§ GIVEN INSTRUCTION
Please rewrite the part of the items that opens with the line containing "Would you mind indicating the clear" and runs through the end of the items, replacing "photograph" with "image" and keeping everything else unchanged. Leave the pictures out of your answer.

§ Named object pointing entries

---+---

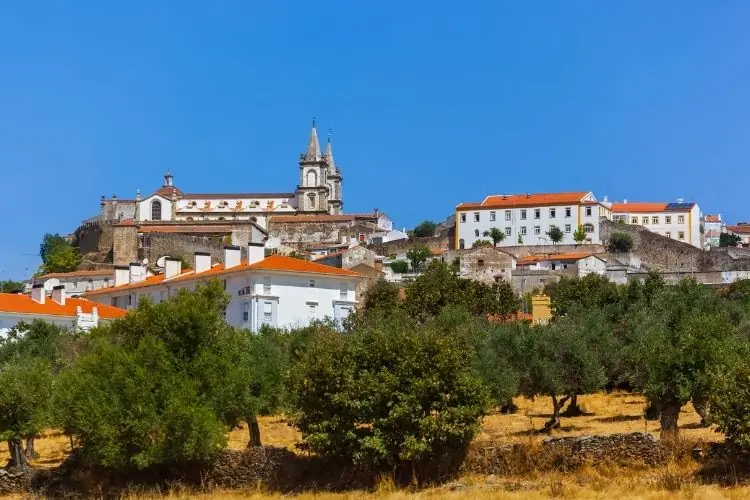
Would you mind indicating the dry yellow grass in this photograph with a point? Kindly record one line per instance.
(606, 414)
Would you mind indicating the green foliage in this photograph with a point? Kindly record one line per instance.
(390, 393)
(495, 234)
(10, 286)
(166, 382)
(729, 240)
(399, 266)
(620, 242)
(439, 287)
(58, 256)
(417, 256)
(425, 229)
(555, 234)
(579, 235)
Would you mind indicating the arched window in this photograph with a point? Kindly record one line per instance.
(156, 210)
(312, 178)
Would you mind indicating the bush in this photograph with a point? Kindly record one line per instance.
(391, 393)
(620, 243)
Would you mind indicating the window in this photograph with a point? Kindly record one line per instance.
(156, 210)
(268, 312)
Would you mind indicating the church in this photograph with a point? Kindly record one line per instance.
(317, 193)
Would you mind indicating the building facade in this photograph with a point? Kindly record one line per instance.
(56, 308)
(679, 220)
(319, 191)
(277, 291)
(526, 219)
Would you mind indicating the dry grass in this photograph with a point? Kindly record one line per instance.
(606, 414)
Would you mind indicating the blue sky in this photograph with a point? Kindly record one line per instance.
(431, 103)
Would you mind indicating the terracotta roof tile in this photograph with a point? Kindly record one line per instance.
(528, 200)
(24, 304)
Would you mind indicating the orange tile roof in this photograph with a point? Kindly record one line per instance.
(73, 274)
(533, 259)
(527, 200)
(24, 304)
(280, 263)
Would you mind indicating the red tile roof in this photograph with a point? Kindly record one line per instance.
(24, 304)
(279, 263)
(533, 259)
(527, 200)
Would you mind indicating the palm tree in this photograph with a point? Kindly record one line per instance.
(495, 234)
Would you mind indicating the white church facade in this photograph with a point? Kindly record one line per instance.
(319, 191)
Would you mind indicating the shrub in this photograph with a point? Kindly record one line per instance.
(620, 242)
(391, 393)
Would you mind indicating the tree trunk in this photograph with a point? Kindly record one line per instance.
(573, 410)
(30, 452)
(254, 430)
(557, 405)
(670, 411)
(17, 456)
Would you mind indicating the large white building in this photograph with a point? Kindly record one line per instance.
(57, 308)
(679, 220)
(276, 290)
(319, 191)
(526, 219)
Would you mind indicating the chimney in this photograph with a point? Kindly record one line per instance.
(58, 294)
(38, 294)
(231, 256)
(172, 267)
(256, 252)
(122, 275)
(202, 262)
(137, 273)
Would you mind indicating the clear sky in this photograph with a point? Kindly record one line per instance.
(431, 103)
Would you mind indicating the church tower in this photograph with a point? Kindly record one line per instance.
(312, 191)
(335, 199)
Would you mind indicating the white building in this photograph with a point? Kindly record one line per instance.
(58, 309)
(77, 282)
(526, 219)
(680, 220)
(573, 263)
(319, 190)
(277, 290)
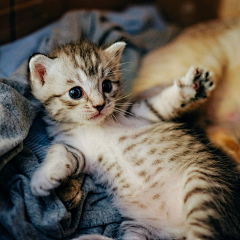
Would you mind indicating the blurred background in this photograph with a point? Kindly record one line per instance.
(21, 17)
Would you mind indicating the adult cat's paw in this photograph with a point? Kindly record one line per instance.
(43, 182)
(196, 84)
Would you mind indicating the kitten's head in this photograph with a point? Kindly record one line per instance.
(77, 83)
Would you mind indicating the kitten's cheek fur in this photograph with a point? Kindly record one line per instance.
(43, 182)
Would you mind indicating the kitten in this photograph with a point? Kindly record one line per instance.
(166, 182)
(214, 45)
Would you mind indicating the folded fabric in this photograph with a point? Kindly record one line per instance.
(23, 139)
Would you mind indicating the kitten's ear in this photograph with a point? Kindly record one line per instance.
(115, 50)
(38, 67)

---+---

§ RESPONSE TO THE TASK
Would you mind indicating the clear sky in this image with a point? Kindly record one line per instance.
(431, 103)
Would you mind indicating the church tower in this image with a point? Kindly record one line per instance.
(312, 191)
(335, 199)
Would you mind indicating the white building in this image with a point? Kindly record one line per instance.
(58, 309)
(77, 282)
(526, 219)
(680, 220)
(573, 263)
(319, 190)
(277, 290)
Would you mind indicating the blurred background in this image with a point? Kindly record one line per instance.
(21, 17)
Would you mind indicating the adult cat's paw in this image with a point? Kindly record one line per instance.
(43, 182)
(196, 84)
Would you mind indicating the kitten's head in this image with a point? Kindly record one line per instance.
(77, 83)
Would you mind indicating the kitten's cheek fur in this image with a point? Kindly record one line per instance.
(43, 182)
Would you mind indicating the kitten in this image with a point? Kindly record one line per instance.
(166, 182)
(214, 45)
Would you mind indicating the folded fabric in this image with a point? Kindly record one line per instance.
(23, 139)
Would you mind indicating the kitten's ear in this image with a point? Kindly record one line per instance.
(115, 50)
(38, 67)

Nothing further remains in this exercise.